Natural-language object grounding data
== Segment start ==

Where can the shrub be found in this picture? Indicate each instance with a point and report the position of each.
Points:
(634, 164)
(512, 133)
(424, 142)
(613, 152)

== Segment end ==

Exactly as they stand, write out all of the entries.

### Answer to this task
Where can the shrub be found in this picture? Indicate each instance with a point and report the position of each.
Points:
(634, 164)
(512, 133)
(424, 142)
(613, 152)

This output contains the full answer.